DATA TO USE:
====

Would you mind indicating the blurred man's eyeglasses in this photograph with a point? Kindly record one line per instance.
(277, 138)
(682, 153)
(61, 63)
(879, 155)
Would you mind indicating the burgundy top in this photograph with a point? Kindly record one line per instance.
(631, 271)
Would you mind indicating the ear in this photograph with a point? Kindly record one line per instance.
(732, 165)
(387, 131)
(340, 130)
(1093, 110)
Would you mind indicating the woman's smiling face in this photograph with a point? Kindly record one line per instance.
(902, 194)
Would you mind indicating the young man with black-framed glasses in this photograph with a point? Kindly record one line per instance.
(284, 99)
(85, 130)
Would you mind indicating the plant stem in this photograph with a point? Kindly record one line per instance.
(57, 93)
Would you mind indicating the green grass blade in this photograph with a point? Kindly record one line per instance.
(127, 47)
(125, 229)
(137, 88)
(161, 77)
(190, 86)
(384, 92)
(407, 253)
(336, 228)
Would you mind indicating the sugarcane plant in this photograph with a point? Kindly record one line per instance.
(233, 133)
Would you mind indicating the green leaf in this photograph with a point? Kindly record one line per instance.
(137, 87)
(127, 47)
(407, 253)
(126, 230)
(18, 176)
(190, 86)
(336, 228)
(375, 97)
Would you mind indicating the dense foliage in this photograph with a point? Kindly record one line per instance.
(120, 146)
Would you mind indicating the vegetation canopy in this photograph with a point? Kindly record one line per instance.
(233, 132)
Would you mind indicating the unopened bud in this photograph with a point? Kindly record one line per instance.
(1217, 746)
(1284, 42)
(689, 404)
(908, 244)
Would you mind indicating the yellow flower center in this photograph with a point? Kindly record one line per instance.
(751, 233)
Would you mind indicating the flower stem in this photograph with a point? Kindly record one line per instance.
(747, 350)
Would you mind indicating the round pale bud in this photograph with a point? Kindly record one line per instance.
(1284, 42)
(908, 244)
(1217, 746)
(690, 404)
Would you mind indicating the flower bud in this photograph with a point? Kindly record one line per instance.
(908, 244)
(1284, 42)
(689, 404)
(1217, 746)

====

TASK DESCRIPTION:
Keep every word intact and transcribe the records in full.

FINISHED EXERCISE:
Would you mind indicating the blurred man's eyeglasses in this photograph with a point? Kindly record one line per instance.
(277, 138)
(682, 153)
(61, 63)
(879, 155)
Would you mind indicating the burgundy top in this photograph with a point? Kindly record one line per instance.
(631, 271)
Would you mind indicating the ear in this photograph with a point? Kindly record one line per instance.
(732, 165)
(387, 131)
(340, 130)
(1093, 110)
Would you mind indicating the woman's smiling face in this photograph with a point? Kindly record one line per instance.
(902, 194)
Would you mind indicating the young man with black-framed glasses in this photograph with a point? Kindly record one line per instance.
(284, 99)
(85, 130)
Would you mind indicating the plant stem in this photograph with a point? Kindly record one line per instance.
(57, 93)
Would you mind indicating the green grass blade in this photograph with a point? Kindly record one line per instance.
(127, 47)
(125, 229)
(137, 88)
(161, 77)
(190, 86)
(384, 92)
(407, 253)
(336, 228)
Would you mind indicating the sugarcane plant in this photograph with a point? Kindly record one line per instance.
(233, 133)
Would you mind indicating the green leaf in this photograph with a point? Kindly record one line per instance.
(137, 87)
(127, 47)
(407, 253)
(126, 230)
(18, 176)
(190, 86)
(336, 228)
(375, 97)
Would you mind indicating the dense foliage in this photograph with a point? Kindly record one line per instance.
(120, 146)
Would you mind indicating the vegetation canopy in this photograph with a point? Kindly record one line per instance.
(233, 132)
Would you mind indicating the unopened bud in this photograph with a point? Kindly record one line per instance.
(1217, 746)
(1284, 42)
(689, 404)
(908, 244)
Would you mind indicating the yellow flower center in this photograph with a point? Kindly record one line per instance.
(751, 233)
Would you mind indicating the flower stem in this photograph with a point? Kindly record one line per instance.
(747, 350)
Would you mind indicating the round pale bud in this photograph with a point? Kindly record one line per instance.
(1284, 42)
(908, 244)
(1217, 746)
(690, 404)
Would you mind indicating the flower bud in this photograph with a point? Kindly record one line per instance.
(908, 244)
(1284, 42)
(689, 404)
(1217, 746)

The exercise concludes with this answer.